REQUEST
Reproduce the listing below verbatim, leaving out the pictures.

LISTING

━━━━

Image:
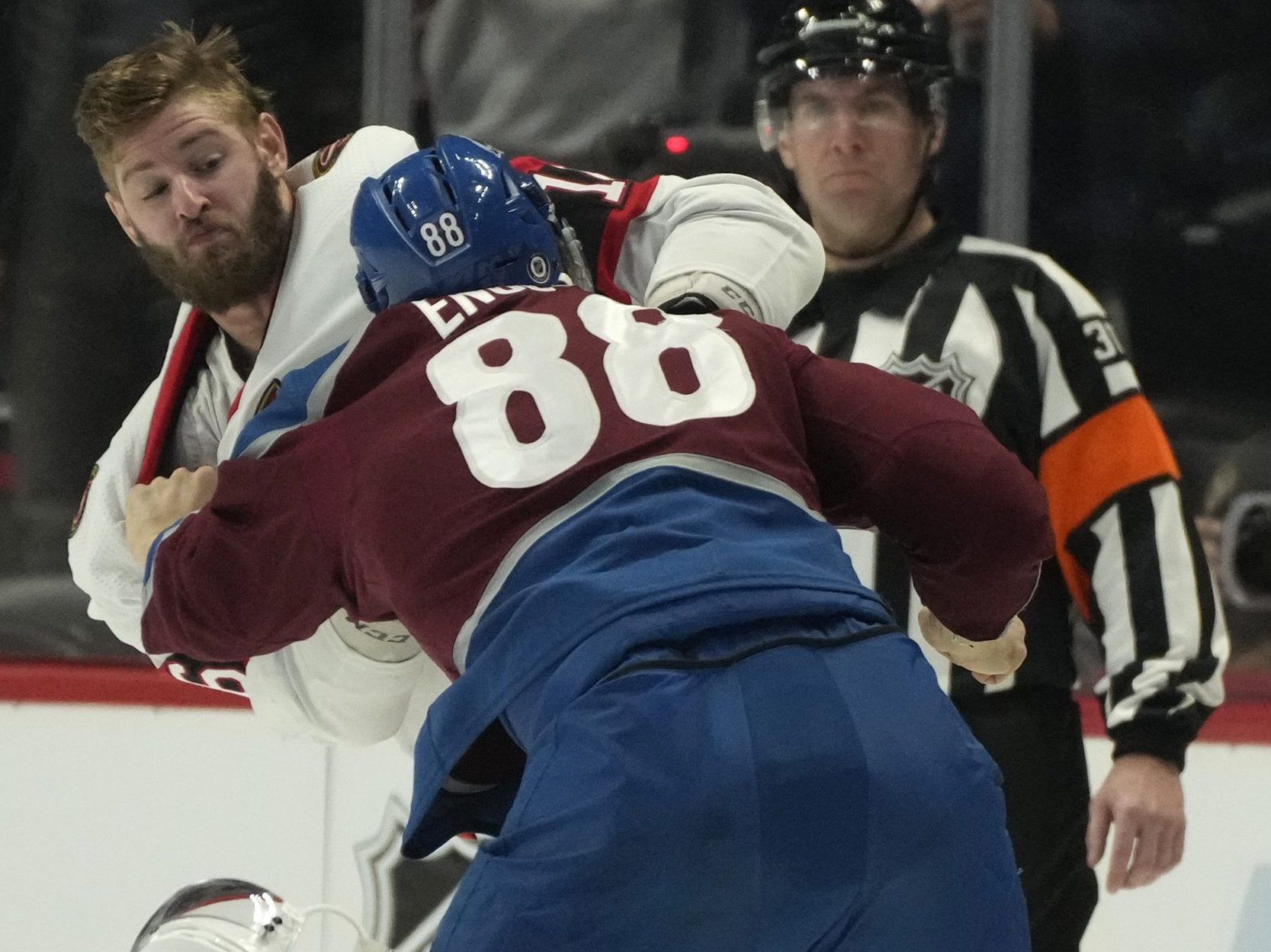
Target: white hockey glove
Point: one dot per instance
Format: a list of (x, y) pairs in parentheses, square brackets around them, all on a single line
[(701, 293), (989, 662), (379, 641)]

━━━━

THE RESPONSE
Image:
Target: white hockey glove
Point: one dot per instance
Format: a list of (x, y) pairs in parentheses, square brackets around them, all on a single line
[(701, 293), (989, 662), (379, 641)]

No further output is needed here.